» Exercise directions
Convert the lines running from the line containing "provide the segmentation of green" up to and including the line containing "[[[447,400],[425,399],[429,423],[428,438],[469,438],[461,413]]]" into a numbered list, omitting any blank lines.

» Stored records
▬▬▬▬▬▬▬▬▬▬
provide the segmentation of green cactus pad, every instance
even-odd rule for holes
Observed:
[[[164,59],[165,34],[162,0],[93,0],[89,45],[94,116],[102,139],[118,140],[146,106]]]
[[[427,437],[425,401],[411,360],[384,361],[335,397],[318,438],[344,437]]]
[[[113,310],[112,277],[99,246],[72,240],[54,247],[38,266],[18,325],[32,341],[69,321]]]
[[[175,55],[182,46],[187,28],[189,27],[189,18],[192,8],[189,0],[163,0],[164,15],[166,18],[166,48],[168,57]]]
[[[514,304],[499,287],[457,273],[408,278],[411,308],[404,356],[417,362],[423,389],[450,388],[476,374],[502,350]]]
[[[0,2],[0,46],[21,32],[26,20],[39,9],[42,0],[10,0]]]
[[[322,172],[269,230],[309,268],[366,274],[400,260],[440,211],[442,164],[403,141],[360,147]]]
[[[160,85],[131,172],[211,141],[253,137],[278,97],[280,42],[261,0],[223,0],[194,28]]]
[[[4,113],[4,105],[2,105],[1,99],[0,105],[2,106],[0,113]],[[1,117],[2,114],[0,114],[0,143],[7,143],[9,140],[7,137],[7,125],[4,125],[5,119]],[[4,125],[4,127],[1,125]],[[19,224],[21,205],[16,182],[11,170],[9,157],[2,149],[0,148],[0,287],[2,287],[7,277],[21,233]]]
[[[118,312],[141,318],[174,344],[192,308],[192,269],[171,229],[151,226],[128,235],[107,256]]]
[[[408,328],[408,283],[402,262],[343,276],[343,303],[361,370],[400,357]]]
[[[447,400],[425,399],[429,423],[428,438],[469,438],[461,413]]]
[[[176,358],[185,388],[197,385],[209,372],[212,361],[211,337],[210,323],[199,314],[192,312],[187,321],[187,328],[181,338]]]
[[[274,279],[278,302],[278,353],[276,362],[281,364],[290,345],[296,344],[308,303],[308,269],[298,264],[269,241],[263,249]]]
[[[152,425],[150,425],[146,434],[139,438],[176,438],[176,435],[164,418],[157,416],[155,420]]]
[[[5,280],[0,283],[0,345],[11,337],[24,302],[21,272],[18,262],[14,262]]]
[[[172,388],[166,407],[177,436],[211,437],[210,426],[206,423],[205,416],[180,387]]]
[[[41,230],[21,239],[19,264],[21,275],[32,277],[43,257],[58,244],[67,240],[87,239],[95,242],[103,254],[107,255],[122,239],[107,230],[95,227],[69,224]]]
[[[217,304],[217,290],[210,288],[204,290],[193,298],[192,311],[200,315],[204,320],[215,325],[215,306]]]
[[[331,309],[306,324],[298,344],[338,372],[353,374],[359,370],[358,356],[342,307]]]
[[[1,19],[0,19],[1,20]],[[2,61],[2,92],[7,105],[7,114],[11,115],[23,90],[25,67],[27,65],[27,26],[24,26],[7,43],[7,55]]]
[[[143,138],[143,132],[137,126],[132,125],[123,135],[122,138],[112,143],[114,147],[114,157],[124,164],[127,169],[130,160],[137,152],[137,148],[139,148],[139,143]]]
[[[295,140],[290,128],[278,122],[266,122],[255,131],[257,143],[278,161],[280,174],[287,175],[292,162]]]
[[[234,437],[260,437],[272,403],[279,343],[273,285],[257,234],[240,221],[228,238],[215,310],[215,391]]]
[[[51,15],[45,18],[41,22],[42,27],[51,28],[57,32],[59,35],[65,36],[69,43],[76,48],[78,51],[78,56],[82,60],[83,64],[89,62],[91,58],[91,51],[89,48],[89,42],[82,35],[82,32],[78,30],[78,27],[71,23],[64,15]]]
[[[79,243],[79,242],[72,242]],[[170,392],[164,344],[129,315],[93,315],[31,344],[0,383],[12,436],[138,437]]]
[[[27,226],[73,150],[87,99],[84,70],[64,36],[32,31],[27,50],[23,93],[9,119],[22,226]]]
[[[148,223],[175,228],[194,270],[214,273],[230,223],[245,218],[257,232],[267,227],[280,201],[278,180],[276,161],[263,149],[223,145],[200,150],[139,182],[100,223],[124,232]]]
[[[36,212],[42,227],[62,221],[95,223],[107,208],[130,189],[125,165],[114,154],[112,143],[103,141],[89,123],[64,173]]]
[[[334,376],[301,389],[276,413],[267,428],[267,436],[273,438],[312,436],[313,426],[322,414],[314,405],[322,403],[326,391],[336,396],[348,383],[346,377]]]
▬▬▬▬▬▬▬▬▬▬
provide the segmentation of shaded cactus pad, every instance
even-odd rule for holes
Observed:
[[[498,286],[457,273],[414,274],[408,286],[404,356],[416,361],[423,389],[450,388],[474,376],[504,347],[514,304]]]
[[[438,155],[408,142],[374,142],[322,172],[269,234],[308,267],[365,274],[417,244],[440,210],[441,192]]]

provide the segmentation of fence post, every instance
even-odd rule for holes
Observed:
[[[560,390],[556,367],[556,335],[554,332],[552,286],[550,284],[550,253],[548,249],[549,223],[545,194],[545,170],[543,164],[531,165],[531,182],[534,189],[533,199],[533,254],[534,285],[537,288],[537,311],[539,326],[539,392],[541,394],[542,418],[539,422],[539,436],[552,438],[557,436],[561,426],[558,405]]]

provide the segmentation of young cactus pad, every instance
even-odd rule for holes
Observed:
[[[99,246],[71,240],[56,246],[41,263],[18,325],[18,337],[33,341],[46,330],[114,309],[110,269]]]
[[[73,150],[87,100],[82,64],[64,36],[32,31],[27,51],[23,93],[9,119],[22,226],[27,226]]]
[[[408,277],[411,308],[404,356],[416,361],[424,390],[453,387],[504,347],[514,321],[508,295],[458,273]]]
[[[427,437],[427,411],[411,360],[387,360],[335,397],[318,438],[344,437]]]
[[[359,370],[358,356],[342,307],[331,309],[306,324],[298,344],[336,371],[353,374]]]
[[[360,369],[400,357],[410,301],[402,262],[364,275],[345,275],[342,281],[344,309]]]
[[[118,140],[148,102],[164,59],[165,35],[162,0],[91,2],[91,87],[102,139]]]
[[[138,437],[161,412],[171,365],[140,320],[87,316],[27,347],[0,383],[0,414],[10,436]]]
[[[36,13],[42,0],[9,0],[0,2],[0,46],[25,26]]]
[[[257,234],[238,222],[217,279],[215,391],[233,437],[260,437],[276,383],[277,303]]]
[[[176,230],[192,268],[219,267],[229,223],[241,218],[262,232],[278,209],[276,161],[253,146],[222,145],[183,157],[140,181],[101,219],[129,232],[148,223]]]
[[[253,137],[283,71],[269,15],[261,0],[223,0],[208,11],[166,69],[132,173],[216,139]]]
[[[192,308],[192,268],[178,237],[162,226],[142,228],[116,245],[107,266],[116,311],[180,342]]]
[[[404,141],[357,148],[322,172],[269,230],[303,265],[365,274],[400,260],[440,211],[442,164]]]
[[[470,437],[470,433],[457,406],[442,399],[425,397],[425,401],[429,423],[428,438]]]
▬▬▬▬▬▬▬▬▬▬
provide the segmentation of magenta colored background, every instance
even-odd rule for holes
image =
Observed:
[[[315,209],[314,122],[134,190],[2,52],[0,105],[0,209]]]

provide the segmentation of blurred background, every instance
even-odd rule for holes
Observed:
▬▬▬▬▬▬▬▬▬▬
» Final result
1. provide the segmentation of green cactus pad, every instance
2. even-odd rule for holes
3. Observed:
4. [[[164,59],[165,34],[162,0],[93,0],[89,45],[94,116],[102,139],[118,140],[146,106]]]
5. [[[427,437],[425,401],[411,360],[384,361],[335,397],[318,438],[344,437]]]
6. [[[113,310],[112,277],[99,246],[72,240],[54,247],[38,266],[18,325],[32,341],[69,321]]]
7. [[[175,55],[182,46],[187,28],[189,27],[189,18],[192,8],[189,0],[163,0],[164,15],[166,18],[166,48],[168,57]]]
8. [[[514,304],[499,287],[457,273],[408,278],[411,308],[404,356],[417,362],[423,389],[450,388],[476,374],[502,350]]]
9. [[[0,2],[0,46],[21,32],[26,20],[39,9],[42,0],[10,0]]]
10. [[[322,172],[269,230],[309,268],[366,274],[400,260],[440,211],[442,164],[403,141],[360,147]]]
11. [[[160,85],[131,172],[211,141],[253,137],[278,97],[280,42],[261,0],[223,0],[194,28]]]
12. [[[4,113],[4,105],[2,105],[1,99],[0,105],[2,106],[0,113]],[[1,117],[2,114],[0,114],[0,143],[7,143],[9,140],[7,137],[7,125],[4,125],[5,119]],[[4,125],[4,127],[1,125]],[[19,224],[21,205],[16,182],[11,170],[9,157],[2,149],[0,148],[0,287],[2,287],[7,277],[21,233]]]
13. [[[118,312],[141,318],[174,344],[192,308],[192,269],[171,229],[151,226],[128,235],[107,256]]]
14. [[[408,328],[408,283],[402,262],[343,276],[343,303],[361,370],[400,357]]]
15. [[[447,400],[425,399],[429,423],[428,438],[469,438],[461,413]]]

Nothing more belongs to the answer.